== TRECHO DO TEXTO ==
☆ ☆ ☆

Rev. Psicol., Organ. Trab. vol.22 no.3 Brasília jul./set. 2022  Epub 29-Nov-2024

https://doi.org/10.5935/rpot/2022.3.editorial 

Editorial

Formação e Exercício Profissional em Psicologia das Organizações e do Trabalho

Formación y Práctica Profesional en Psicologia Organizacional y del Trabajo

Roberto Moraes Cruz1 

Jairo Eduardo Borges-Andrade2 

Alexsandro Luiz De Andrade3 

Daniela Campos Bahia Moscon4 

Germano Gabriel Lima Esteves5 

João Viseu6 

Marcos Ricardo Datti Micheletto7 

Mª Inmaculada López Núñez8 

Mussa Abacar9 

Nádia Kienen10 

Sabrina Cavalcanti Barros11 

Janete Knapik12 

Simone Cassiano13 

Juliana Barreiros Porto14 

1Editor-Chefe, Universidade Federal de Santa Catarina (UFSC), Brasil

2Editor Sênior, Universidade de Brasília (UnB), Brasil

3Editor Associado, Universidade Federal do Espírito Santo (UFES), Brasil

4Editora Associada, Universidade Federal da Bahia (UFBA), Brasil

5Editor Associado, Universidade de Rio Verde (UniRV), Brasil

6Editor Associado, Universidade de Évora, Portugal

7Editor Associado, Universidade Estadual Paulista “Júlio de Mesquita Filho” (UNESP), Brasil

8Editora Associada, Universidad Complutense de Madrid (UCM), Espanha

9Editor Associado, Universidade Rovuma (UniRovuma), Moçambique

10Editora Associada, Universidade Estadual de Londrina (UEL), Brasil

11Editora Associada, Universidade Federal do Rio Grande do Norte (UFRN), Brasil

12Editora Júnior, Universidade Federal de Santa Catarina (UFSC), Brasil

13Editora Júnior, Universidade de Brasília (UnB), Brasil

14Presidente, Associação Brasileira de Psicologia Organizacional e do Trabalho (SBPOT), Brasil


Produzir conhecimentos científicos constitui um desafio permanente para o desenvolvimento teórico, metodológico e tecnológico da ciência. Por sua vez, disseminar esses conhecimentos na sociedade, por meio de processos formativos e da atuação profissional, é uma condição necessária e relevante ao desenvolvimento das profissões (Cruz et al., 2021).

Ciência e profissão são instituições sociais e históricas, que se tornaram indissociáveis, especialmente a partir do século XIX, com a disseminação do papel da racionalidade científica na compreensão da realidade e com os avanços técnicos e tecnológicos (Cupani, 2005). Ambas resultam de esforços individuais e coletivos em sistematizar conhecimentos, construir perspectivas de compreensão e estratégias na busca de soluções para os desafios humanos. Funcionam como componentes de uma “correia de transmissão”, uma frequentemente transferindo potência para a outra, embora inexista interdependência integral entre eles. Por exemplo, projetos de pesquisa podem estar fundamentados em problemas da prática profissional e esta pode ser beneficiada pelos achados desses projetos.

☆ ☆ ☆

== DADOS FORNECIDOS ==

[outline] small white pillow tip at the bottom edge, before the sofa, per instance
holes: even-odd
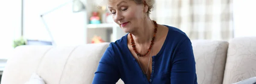
[[[42,79],[38,74],[32,73],[29,81],[27,81],[25,84],[45,84],[44,79]]]

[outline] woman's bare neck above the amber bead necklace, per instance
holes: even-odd
[[[154,35],[154,22],[150,19],[146,19],[143,25],[140,28],[137,28],[137,30],[131,34],[134,38],[135,43],[150,44]]]

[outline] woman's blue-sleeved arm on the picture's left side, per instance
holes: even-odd
[[[113,60],[113,48],[111,45],[99,61],[99,66],[95,72],[92,84],[116,84],[120,79],[118,67]]]

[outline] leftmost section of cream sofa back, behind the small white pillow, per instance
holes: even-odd
[[[1,84],[24,84],[49,49],[50,46],[17,46],[14,56],[9,56],[3,70]]]

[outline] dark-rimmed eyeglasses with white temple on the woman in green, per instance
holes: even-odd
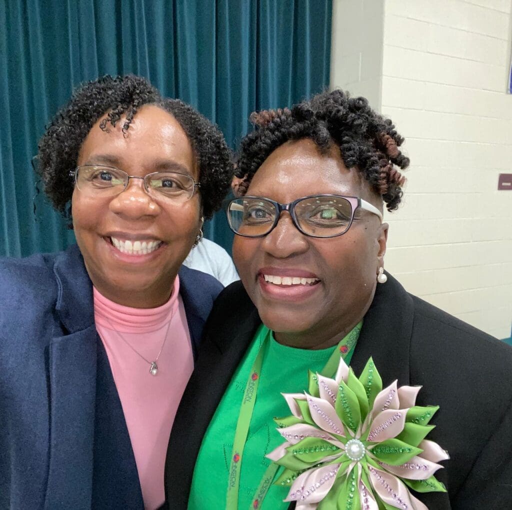
[[[243,237],[269,234],[283,211],[288,211],[293,225],[307,236],[337,237],[349,230],[359,208],[375,214],[382,221],[381,212],[366,200],[329,194],[304,196],[289,204],[261,196],[243,196],[228,203],[226,214],[229,228]]]

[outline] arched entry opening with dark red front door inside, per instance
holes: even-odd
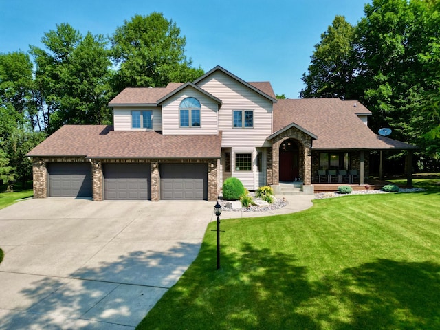
[[[299,149],[294,140],[286,140],[280,146],[280,181],[299,179]]]

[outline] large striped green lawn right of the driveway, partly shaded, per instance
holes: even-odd
[[[440,179],[215,223],[137,329],[440,329]]]

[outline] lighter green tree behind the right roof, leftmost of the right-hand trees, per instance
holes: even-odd
[[[352,98],[353,40],[355,28],[344,17],[336,16],[328,30],[315,45],[308,73],[303,74],[306,87],[301,98]]]

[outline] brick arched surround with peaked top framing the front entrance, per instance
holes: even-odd
[[[303,178],[304,186],[309,186],[311,185],[311,137],[296,127],[287,129],[272,139],[272,175],[270,176],[268,162],[267,184],[278,185],[280,183],[280,146],[288,139],[298,142],[300,177]],[[272,182],[269,183],[270,181]]]

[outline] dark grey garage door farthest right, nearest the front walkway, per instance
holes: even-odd
[[[161,199],[208,199],[207,164],[161,164]]]

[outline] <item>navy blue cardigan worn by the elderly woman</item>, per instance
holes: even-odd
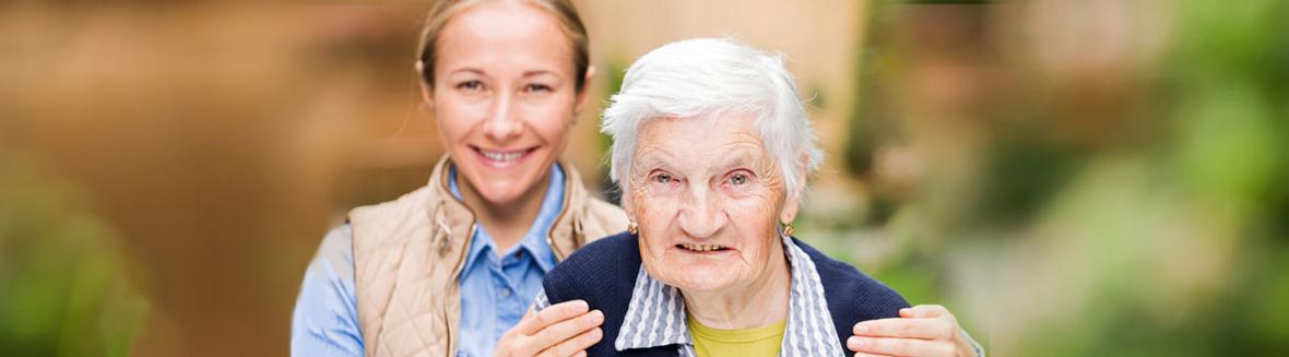
[[[856,322],[898,317],[900,309],[909,307],[898,293],[855,267],[833,260],[797,238],[793,242],[815,260],[842,351],[848,351],[846,339],[852,335],[851,327]],[[588,356],[677,356],[675,345],[624,352],[614,349],[639,268],[638,240],[623,232],[579,249],[547,273],[543,287],[550,304],[583,299],[592,309],[605,313],[605,325],[601,326],[605,335],[586,349]]]

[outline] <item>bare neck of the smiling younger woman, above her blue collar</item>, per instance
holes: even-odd
[[[543,175],[540,180],[528,187],[522,195],[504,202],[492,202],[483,198],[478,193],[478,189],[469,180],[460,179],[460,175],[458,175],[456,184],[461,188],[461,198],[465,201],[465,205],[474,211],[480,226],[487,229],[500,255],[519,244],[523,240],[523,235],[528,233],[528,229],[532,228],[532,222],[538,219],[538,214],[541,211],[541,201],[547,196],[547,186],[550,186],[550,174],[548,171],[548,174]]]

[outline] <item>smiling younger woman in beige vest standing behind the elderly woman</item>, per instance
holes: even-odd
[[[594,77],[586,41],[567,0],[431,10],[416,68],[447,155],[424,187],[322,240],[293,354],[574,356],[599,342],[585,302],[526,314],[545,272],[628,224],[558,160]]]

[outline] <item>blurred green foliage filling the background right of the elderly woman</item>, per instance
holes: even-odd
[[[919,151],[968,152],[968,165],[922,157],[928,168],[909,183],[915,193],[877,189],[862,202],[893,210],[848,228],[896,242],[897,253],[875,269],[879,278],[913,303],[987,316],[964,323],[999,354],[1289,349],[1289,1],[1154,1],[1163,12],[1125,12],[1128,26],[1096,28],[1161,19],[1158,54],[1088,68],[1026,48],[1058,43],[1045,36],[1060,24],[1032,9],[1060,1],[920,3],[874,1],[866,14],[844,168],[880,186],[880,147],[924,144],[916,138],[940,130],[935,125],[956,125],[907,124],[924,113],[907,104],[923,101],[915,85],[926,81],[919,71],[929,71],[918,57],[950,53],[937,68],[986,68],[986,77],[1005,76],[991,81],[1004,88],[978,88],[984,110],[946,110],[968,117],[974,126],[963,135],[981,140]],[[1080,3],[1087,13],[1061,18],[1112,22],[1090,14],[1123,10],[1116,5]],[[936,26],[927,18],[980,22],[985,35],[967,46],[987,64],[955,62],[978,58],[915,36],[915,45],[901,45],[909,36],[901,31]],[[1096,35],[1143,36],[1088,36]],[[962,251],[981,249],[989,253],[963,262]],[[962,277],[955,269],[981,264],[993,267],[989,275],[968,276],[965,289],[953,284]]]

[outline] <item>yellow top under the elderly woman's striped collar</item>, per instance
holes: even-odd
[[[699,353],[699,357],[779,356],[786,330],[788,318],[761,327],[721,330],[703,326],[692,316],[690,317],[690,336],[693,338],[693,351]]]

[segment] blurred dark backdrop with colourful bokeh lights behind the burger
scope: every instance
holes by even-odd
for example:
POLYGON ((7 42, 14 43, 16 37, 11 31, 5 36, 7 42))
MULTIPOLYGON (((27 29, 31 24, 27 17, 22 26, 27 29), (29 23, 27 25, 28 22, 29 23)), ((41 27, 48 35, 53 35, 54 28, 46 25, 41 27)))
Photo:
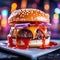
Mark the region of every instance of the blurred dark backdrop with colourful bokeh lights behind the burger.
POLYGON ((16 9, 36 8, 50 15, 51 39, 60 39, 60 0, 0 0, 0 40, 7 39, 9 15, 16 9))

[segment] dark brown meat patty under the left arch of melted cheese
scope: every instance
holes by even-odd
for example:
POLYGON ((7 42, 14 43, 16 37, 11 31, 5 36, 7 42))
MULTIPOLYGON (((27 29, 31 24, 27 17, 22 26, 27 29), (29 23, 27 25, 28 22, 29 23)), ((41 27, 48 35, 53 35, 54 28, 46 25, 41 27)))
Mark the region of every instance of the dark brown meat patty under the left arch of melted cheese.
POLYGON ((27 29, 22 29, 18 32, 18 38, 33 38, 32 32, 27 29))

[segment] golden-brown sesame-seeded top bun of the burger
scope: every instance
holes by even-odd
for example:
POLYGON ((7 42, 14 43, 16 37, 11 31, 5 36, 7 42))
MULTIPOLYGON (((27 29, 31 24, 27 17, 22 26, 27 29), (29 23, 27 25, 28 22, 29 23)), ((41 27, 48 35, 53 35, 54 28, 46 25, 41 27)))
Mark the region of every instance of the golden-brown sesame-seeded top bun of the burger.
POLYGON ((8 23, 14 25, 21 22, 49 22, 49 15, 38 9, 19 9, 11 13, 8 23))

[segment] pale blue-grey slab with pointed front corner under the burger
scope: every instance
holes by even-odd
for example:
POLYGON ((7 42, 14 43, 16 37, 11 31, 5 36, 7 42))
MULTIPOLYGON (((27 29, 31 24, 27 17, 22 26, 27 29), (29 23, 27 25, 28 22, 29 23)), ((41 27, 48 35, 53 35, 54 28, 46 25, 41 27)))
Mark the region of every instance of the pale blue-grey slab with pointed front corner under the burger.
POLYGON ((10 48, 7 45, 2 44, 2 42, 4 41, 0 41, 0 48, 3 48, 7 51, 15 52, 17 54, 24 55, 30 58, 36 58, 38 56, 42 56, 44 54, 48 54, 50 52, 60 49, 60 40, 51 40, 51 41, 57 42, 58 45, 53 46, 50 49, 29 48, 26 50, 22 50, 22 49, 10 48))

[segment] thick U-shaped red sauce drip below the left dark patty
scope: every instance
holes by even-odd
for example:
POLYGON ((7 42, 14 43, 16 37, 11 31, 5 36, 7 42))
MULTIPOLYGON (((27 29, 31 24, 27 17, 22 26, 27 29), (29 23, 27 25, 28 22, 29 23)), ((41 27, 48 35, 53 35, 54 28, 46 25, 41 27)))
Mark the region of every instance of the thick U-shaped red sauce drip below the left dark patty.
POLYGON ((16 48, 19 48, 19 49, 27 49, 29 48, 29 41, 30 39, 29 38, 25 38, 25 39, 22 39, 22 42, 24 43, 23 45, 21 45, 21 40, 20 39, 17 39, 16 40, 16 48))

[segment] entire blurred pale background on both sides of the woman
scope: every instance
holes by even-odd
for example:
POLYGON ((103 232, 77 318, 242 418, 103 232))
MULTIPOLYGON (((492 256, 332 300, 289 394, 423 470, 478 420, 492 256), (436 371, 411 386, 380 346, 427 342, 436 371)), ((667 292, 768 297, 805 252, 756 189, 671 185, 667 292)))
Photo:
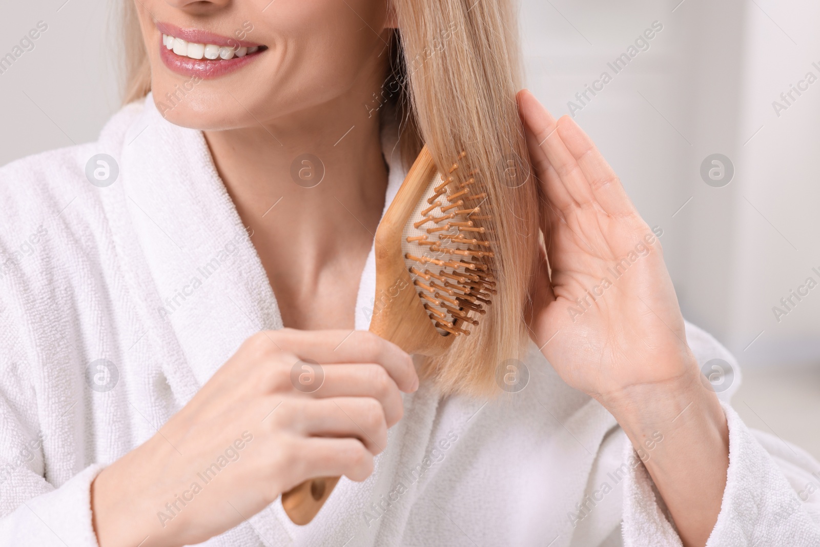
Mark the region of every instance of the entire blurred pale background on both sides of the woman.
MULTIPOLYGON (((663 230, 685 317, 740 362, 734 407, 820 458, 820 2, 521 2, 526 85, 663 230)), ((113 5, 6 7, 0 57, 39 37, 0 61, 0 164, 96 139, 116 112, 113 5)))

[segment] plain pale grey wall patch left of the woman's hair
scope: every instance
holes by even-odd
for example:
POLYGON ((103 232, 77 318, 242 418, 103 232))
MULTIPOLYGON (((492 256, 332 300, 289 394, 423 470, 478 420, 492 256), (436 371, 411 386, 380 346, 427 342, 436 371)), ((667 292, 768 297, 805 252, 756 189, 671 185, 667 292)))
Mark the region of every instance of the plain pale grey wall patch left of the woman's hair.
POLYGON ((48 30, 0 74, 0 165, 31 153, 97 138, 117 91, 111 2, 5 2, 0 56, 12 52, 39 21, 48 30), (59 10, 59 11, 58 11, 59 10))

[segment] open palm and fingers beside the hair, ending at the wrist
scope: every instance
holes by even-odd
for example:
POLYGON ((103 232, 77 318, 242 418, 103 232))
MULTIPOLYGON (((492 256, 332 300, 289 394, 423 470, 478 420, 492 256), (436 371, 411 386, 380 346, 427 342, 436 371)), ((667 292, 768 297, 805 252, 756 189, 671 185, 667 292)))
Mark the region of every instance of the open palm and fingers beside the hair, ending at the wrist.
POLYGON ((533 340, 568 384, 594 397, 683 375, 690 351, 657 236, 572 120, 556 124, 526 92, 519 100, 546 243, 533 340))

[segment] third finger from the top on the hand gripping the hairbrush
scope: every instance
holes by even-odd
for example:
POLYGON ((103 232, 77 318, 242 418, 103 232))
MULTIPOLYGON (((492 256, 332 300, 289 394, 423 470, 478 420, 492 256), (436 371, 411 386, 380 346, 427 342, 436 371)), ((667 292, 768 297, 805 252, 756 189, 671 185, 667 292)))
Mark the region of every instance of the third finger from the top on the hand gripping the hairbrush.
POLYGON ((353 437, 373 455, 387 446, 384 409, 370 397, 285 399, 268 420, 271 427, 298 435, 353 437))

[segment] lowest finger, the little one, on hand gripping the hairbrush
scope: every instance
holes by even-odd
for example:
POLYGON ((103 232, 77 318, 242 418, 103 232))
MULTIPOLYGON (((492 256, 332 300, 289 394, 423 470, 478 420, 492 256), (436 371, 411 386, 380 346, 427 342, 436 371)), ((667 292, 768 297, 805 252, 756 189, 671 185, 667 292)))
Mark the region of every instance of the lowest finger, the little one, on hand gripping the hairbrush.
POLYGON ((347 476, 361 482, 373 472, 373 454, 357 439, 308 437, 293 441, 298 454, 291 468, 298 477, 293 485, 317 476, 347 476))

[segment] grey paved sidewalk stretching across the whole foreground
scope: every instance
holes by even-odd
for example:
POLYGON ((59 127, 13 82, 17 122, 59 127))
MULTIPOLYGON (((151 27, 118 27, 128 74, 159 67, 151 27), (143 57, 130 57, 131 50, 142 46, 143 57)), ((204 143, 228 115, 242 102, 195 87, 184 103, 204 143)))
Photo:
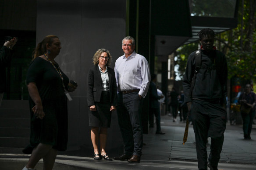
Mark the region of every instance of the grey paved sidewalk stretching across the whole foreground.
MULTIPOLYGON (((161 128, 165 135, 156 135, 156 128, 150 128, 143 135, 141 163, 127 161, 93 160, 92 157, 58 155, 53 170, 197 170, 195 137, 189 125, 188 141, 182 145, 185 123, 172 122, 169 116, 161 117, 161 128)), ((256 169, 256 126, 252 129, 252 140, 244 140, 242 125, 229 125, 225 132, 219 170, 256 169)), ((210 138, 209 138, 210 147, 210 138)), ((209 147, 207 149, 209 150, 209 147)), ((119 156, 119 155, 111 155, 119 156)), ((26 155, 0 154, 1 170, 21 170, 26 155)), ((42 161, 36 167, 42 170, 42 161)))

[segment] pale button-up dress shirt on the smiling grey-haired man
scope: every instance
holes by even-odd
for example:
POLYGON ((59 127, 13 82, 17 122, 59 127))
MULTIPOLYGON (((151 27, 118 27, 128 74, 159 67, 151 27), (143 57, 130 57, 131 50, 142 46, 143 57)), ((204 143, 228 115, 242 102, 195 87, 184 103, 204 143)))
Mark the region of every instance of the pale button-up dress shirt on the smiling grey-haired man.
POLYGON ((135 51, 128 56, 119 57, 115 63, 117 91, 139 89, 139 95, 145 97, 149 90, 150 71, 145 57, 135 51))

☆ ☆ ☆

== INSTRUÇÕES DO EXERCÍCIO ==
Transforme em lista o parágrafo do editorial iniciado por "Ciência e profissão são instituições sociais e históricas". Mantenha os fatos principais em menos palavras.

== EXERCÍCIO RESOLVIDO ==
- Ciência e profissão são instituições sociais e históricas. Tornaram-se indissociáveis sobretudo a partir do século XIX, com a difusão da racionalidade científica e os avanços técnicos e tecnológicos.
- Ambas nascem de esforços individuais e coletivos para sistematizar conhecimentos e buscar soluções para desafios humanos.
- Funcionam como uma "correia de transmissão": uma costuma transferir potência para a outra, sem interdependência integral.
- Exemplo: pesquisas podem partir de problemas da prática profissional, e a prática pode se beneficiar de seus achados.